== Data provided

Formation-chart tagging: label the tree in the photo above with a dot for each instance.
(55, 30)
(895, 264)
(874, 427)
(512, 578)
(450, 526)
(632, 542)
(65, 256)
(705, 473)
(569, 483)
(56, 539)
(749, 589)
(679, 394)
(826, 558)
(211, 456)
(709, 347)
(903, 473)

====

Problem statement:
Reproduce every line of the records above verbatim, with nothing added or changed.

Output for this task:
Formation-chart tagging: label the tree in the photo above with a dot for each instance.
(55, 30)
(895, 264)
(874, 427)
(512, 578)
(450, 526)
(632, 542)
(65, 256)
(705, 473)
(569, 483)
(56, 539)
(749, 589)
(679, 394)
(826, 558)
(211, 456)
(709, 347)
(903, 473)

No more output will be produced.